The task >>
Search the data below for the word "person" and copy each line that holds it.
Exercise material section start
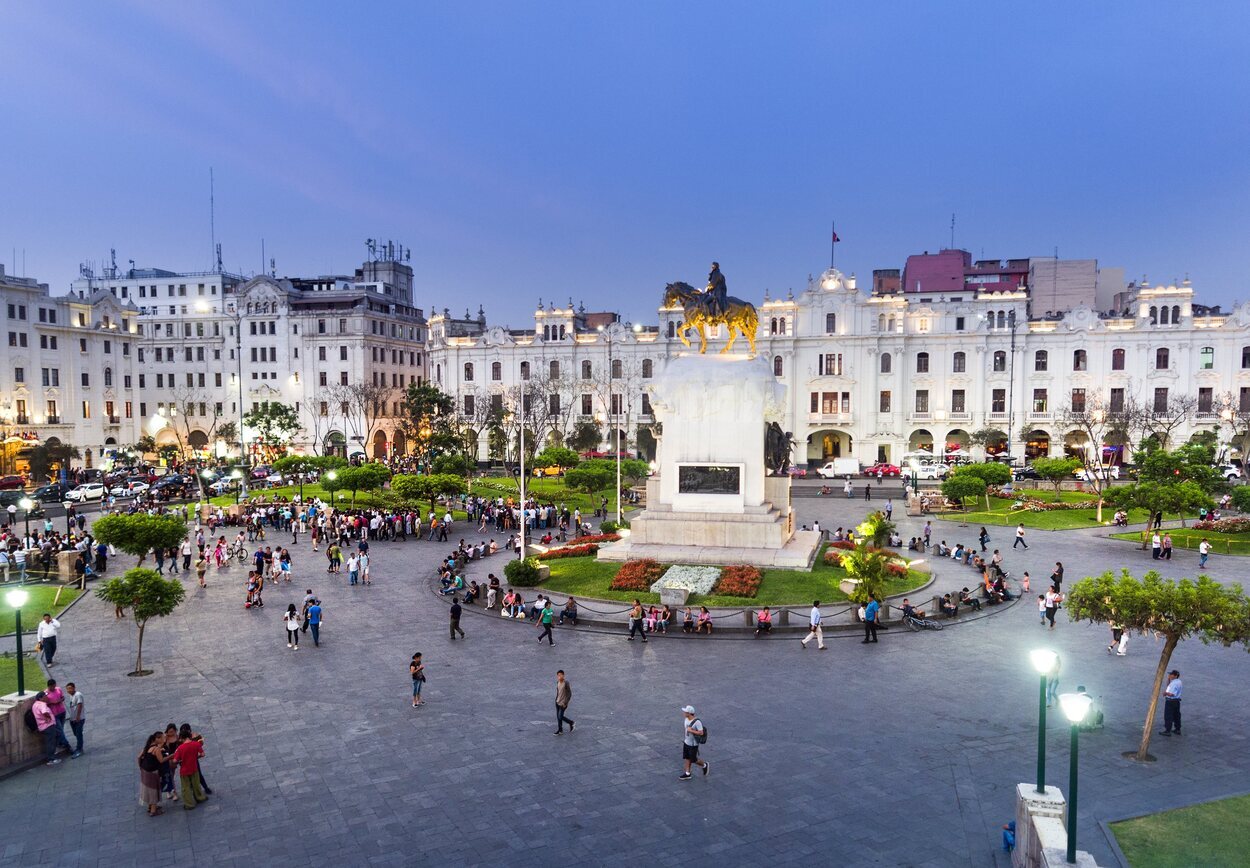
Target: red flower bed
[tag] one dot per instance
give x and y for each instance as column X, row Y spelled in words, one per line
column 569, row 552
column 636, row 575
column 738, row 580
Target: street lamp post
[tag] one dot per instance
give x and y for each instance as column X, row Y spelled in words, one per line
column 16, row 598
column 1044, row 662
column 1075, row 707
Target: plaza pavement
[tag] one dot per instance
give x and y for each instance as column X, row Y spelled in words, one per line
column 901, row 754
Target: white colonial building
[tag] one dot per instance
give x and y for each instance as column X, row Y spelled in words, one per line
column 873, row 377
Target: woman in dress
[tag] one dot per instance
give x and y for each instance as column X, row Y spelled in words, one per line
column 149, row 774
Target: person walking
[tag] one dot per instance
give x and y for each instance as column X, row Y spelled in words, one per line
column 635, row 622
column 45, row 637
column 545, row 619
column 454, row 627
column 871, row 615
column 1171, row 703
column 693, row 734
column 291, row 620
column 1019, row 537
column 814, row 628
column 418, row 671
column 563, row 697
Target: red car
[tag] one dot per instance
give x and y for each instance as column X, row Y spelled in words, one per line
column 884, row 469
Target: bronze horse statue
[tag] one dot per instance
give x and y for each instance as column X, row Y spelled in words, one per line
column 700, row 313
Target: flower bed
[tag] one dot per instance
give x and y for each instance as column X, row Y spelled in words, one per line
column 740, row 580
column 569, row 552
column 636, row 575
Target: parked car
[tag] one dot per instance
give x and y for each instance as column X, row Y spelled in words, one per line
column 85, row 492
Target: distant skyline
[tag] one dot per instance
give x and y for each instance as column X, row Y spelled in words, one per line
column 599, row 151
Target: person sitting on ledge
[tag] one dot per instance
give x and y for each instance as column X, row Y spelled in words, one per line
column 763, row 622
column 688, row 622
column 704, row 620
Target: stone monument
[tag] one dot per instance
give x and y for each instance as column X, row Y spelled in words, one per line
column 711, row 499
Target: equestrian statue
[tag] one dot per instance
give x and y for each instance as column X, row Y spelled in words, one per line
column 710, row 308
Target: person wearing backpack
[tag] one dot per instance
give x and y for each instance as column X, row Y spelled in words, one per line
column 695, row 734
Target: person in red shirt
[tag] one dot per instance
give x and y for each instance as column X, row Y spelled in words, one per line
column 188, row 758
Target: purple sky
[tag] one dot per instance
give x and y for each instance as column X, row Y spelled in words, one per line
column 601, row 150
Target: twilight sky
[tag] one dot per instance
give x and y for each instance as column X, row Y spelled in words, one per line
column 599, row 150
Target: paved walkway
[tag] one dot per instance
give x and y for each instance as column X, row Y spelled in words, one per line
column 906, row 753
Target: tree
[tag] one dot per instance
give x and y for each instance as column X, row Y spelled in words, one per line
column 148, row 594
column 961, row 487
column 139, row 533
column 274, row 424
column 1170, row 609
column 1055, row 469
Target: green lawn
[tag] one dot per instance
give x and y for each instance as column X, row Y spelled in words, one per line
column 1203, row 834
column 1186, row 538
column 39, row 602
column 588, row 577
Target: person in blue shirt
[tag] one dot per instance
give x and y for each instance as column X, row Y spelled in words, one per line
column 871, row 613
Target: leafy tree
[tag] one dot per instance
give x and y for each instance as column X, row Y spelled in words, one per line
column 139, row 533
column 1056, row 469
column 961, row 487
column 148, row 594
column 275, row 424
column 1170, row 609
Exercise material section end
Completed task >>
Target: person walking
Target: person sitting on ledge
Target: person wearing backpack
Target: person in red shirt
Target: person in blue shirt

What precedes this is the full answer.